[BEGIN Excerpted records]

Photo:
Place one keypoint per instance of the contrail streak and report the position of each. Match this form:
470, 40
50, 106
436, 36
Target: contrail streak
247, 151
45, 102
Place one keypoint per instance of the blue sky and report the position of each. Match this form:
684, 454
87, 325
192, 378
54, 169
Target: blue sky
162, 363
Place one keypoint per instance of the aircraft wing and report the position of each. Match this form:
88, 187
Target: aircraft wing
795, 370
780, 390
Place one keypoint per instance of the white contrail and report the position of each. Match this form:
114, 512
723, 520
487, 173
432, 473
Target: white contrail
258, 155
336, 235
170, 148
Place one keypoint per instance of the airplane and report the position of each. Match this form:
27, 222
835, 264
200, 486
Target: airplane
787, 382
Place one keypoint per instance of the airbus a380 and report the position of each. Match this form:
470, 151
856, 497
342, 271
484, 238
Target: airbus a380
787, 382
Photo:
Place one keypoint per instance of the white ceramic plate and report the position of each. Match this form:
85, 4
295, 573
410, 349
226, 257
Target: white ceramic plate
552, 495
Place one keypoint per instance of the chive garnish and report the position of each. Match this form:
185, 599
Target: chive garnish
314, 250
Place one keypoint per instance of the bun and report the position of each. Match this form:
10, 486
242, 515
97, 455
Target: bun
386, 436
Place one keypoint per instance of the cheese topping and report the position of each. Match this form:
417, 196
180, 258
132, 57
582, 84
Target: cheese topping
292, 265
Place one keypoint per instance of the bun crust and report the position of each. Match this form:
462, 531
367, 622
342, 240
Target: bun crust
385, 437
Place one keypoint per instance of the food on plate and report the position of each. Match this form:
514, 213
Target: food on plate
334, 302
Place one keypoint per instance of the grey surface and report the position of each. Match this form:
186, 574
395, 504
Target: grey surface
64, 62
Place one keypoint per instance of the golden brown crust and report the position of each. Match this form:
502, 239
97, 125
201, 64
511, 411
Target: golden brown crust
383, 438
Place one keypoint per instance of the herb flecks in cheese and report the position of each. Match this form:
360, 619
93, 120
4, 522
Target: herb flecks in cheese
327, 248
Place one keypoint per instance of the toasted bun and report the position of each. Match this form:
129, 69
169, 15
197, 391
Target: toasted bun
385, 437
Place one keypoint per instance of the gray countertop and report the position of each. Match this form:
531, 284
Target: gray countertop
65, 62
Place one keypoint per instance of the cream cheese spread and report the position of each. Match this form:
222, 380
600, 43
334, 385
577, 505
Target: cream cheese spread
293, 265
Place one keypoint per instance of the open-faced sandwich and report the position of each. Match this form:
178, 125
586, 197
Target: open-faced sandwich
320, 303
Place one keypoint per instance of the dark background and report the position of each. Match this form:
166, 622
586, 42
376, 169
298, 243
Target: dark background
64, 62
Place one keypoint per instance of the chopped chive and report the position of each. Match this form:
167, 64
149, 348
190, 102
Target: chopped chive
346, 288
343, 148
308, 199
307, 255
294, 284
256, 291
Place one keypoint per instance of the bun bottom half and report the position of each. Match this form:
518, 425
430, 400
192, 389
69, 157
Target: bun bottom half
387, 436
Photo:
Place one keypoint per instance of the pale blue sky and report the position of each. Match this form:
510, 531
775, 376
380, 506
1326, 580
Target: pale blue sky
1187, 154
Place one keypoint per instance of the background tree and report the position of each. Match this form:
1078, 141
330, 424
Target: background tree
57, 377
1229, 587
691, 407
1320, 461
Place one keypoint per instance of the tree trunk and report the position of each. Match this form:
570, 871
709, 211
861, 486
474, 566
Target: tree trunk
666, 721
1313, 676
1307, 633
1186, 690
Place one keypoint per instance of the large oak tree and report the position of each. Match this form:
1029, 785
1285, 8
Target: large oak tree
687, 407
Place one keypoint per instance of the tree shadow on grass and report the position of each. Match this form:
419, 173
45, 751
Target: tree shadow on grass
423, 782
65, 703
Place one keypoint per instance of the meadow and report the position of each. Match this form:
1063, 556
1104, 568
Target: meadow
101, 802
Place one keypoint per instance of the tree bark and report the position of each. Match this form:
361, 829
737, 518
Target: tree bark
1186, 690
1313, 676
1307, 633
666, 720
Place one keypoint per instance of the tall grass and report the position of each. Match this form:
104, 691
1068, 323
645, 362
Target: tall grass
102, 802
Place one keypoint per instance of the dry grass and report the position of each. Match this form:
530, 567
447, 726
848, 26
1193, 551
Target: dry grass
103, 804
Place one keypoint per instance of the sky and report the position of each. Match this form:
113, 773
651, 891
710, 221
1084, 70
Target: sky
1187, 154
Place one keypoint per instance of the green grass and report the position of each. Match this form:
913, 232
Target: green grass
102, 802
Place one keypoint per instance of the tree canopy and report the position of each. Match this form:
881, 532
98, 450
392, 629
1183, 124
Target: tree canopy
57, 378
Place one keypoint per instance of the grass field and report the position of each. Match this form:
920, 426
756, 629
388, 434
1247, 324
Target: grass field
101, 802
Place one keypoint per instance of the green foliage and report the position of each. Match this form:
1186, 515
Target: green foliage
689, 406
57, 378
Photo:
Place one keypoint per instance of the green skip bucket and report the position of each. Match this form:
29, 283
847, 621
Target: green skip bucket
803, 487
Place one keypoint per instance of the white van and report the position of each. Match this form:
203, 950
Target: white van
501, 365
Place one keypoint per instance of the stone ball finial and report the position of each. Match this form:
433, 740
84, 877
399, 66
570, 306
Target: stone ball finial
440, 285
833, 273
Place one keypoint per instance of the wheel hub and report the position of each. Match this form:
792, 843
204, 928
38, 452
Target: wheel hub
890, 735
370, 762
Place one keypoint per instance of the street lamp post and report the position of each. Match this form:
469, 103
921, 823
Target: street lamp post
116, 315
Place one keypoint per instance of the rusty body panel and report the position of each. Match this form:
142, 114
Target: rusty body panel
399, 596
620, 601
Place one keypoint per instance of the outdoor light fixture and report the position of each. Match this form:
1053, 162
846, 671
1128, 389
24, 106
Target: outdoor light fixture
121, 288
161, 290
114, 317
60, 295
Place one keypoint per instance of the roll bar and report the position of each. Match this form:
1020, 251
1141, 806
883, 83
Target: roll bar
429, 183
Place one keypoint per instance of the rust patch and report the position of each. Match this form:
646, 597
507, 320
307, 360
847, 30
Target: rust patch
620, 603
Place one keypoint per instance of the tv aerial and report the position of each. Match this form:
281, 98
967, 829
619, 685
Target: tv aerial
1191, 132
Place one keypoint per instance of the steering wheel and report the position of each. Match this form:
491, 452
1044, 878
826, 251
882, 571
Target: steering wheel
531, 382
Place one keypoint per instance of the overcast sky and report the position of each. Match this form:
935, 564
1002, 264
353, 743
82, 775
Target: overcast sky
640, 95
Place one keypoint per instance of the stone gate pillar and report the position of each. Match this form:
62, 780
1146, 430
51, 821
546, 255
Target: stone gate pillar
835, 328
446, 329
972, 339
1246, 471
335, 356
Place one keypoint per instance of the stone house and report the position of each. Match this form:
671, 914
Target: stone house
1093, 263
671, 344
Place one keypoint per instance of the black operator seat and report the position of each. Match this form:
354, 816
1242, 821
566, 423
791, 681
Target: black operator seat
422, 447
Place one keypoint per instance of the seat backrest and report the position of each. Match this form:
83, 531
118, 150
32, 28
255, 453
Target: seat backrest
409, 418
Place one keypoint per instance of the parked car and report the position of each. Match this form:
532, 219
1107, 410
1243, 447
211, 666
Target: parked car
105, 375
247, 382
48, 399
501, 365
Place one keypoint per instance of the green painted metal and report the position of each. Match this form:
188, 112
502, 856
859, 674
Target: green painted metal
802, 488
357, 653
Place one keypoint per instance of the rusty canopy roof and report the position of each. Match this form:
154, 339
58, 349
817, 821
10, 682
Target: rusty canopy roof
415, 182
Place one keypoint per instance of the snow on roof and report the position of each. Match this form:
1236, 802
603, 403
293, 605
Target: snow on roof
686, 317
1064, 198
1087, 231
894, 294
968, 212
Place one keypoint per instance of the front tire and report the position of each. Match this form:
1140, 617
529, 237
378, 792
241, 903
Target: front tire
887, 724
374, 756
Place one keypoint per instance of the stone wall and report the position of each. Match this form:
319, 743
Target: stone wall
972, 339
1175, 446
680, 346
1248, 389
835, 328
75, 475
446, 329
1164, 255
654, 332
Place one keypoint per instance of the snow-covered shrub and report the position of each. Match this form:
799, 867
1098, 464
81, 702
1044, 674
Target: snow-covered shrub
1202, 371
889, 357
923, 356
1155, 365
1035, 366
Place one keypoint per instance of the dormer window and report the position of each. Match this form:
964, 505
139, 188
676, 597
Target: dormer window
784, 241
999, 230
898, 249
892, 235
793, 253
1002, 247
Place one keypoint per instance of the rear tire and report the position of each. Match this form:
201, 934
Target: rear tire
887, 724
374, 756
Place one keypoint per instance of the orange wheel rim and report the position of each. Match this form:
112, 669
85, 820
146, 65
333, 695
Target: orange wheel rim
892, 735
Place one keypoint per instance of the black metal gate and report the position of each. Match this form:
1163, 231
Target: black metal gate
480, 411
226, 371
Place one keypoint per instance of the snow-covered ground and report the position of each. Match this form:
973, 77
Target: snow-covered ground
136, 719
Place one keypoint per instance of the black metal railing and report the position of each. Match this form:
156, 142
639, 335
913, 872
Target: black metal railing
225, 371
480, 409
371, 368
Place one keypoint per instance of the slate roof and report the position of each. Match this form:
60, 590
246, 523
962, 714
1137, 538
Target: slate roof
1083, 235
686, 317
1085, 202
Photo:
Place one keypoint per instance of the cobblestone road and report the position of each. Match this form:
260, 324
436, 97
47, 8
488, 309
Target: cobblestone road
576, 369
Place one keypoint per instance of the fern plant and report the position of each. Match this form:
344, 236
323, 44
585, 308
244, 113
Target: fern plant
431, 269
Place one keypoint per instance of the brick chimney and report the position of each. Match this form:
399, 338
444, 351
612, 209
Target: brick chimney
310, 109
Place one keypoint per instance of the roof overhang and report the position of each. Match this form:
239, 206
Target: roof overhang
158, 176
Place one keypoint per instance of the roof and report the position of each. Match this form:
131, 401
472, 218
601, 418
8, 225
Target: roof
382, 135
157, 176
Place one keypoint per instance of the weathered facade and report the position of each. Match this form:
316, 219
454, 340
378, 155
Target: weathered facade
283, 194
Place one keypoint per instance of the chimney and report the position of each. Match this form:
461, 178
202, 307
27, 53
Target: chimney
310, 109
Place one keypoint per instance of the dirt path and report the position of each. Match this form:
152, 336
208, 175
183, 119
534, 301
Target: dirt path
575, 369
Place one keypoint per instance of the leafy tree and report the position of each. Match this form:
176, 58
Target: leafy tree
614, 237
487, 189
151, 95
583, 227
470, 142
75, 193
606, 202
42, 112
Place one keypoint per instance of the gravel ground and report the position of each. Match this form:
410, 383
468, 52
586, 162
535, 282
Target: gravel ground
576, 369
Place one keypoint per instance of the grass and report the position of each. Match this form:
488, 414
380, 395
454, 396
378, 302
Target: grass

[END Excerpted records]

Print again the material above, limited to the lines from the one holding "Place one keypoint per instance of the black metal railing" through the last, inclusive.

_Solved problem_.
Place one keypoint per instance of the black metal railing and report the position of each. Match this form:
156, 142
639, 335
913, 872
Target: black metal railing
225, 371
480, 409
371, 368
Place one keypoint per instance of the slate roof and report the position of each. Match this form:
60, 590
246, 523
962, 714
1137, 538
Target: slate roof
1083, 235
686, 317
1085, 202
Photo:
Place one keypoint per instance of the cobblestone road and report the position of each. Match this form:
260, 324
436, 97
47, 8
488, 309
Target: cobblestone road
576, 369
Place one keypoint per instance of the fern plant and report the position of each. Match this form:
344, 236
323, 44
585, 308
244, 113
Target: fern plant
431, 269
Place one keypoint per instance of the brick chimney and report the position of each. Match this form:
399, 338
444, 351
612, 209
Target: brick chimney
310, 109
Place one keypoint per instance of the roof overhang and report the position of each. Match this form:
239, 206
Target: roof overhang
158, 176
Place one keypoint per instance of the roof and report the position of each. Match this form:
131, 401
472, 218
601, 418
8, 225
Target: roof
382, 135
157, 176
Place one keypoint per instance of the weathered facade and report the position of each. Match this form:
316, 219
454, 340
378, 155
Target: weathered facade
283, 194
Place one keypoint per instance of the chimney and report the position of each. Match this form:
461, 178
202, 307
27, 53
Target: chimney
310, 109
Place one keypoint per instance of the dirt path and report the position of each. Match this form:
152, 336
208, 175
183, 119
534, 301
Target: dirt path
575, 369
Place one keypoint per instance of the leafy tree and report the position of each. Match this form:
176, 58
Target: leafy tree
614, 237
487, 189
151, 95
583, 227
470, 142
75, 193
606, 202
42, 112
Place one keypoint per instance of the gravel ground and report the position of each. Match this form:
410, 383
468, 52
586, 162
535, 282
Target: gravel ground
576, 369
Place one keypoint per instance of the grass and report the position of each. Match this form:
488, 414
380, 395
454, 396
378, 302
Target: grass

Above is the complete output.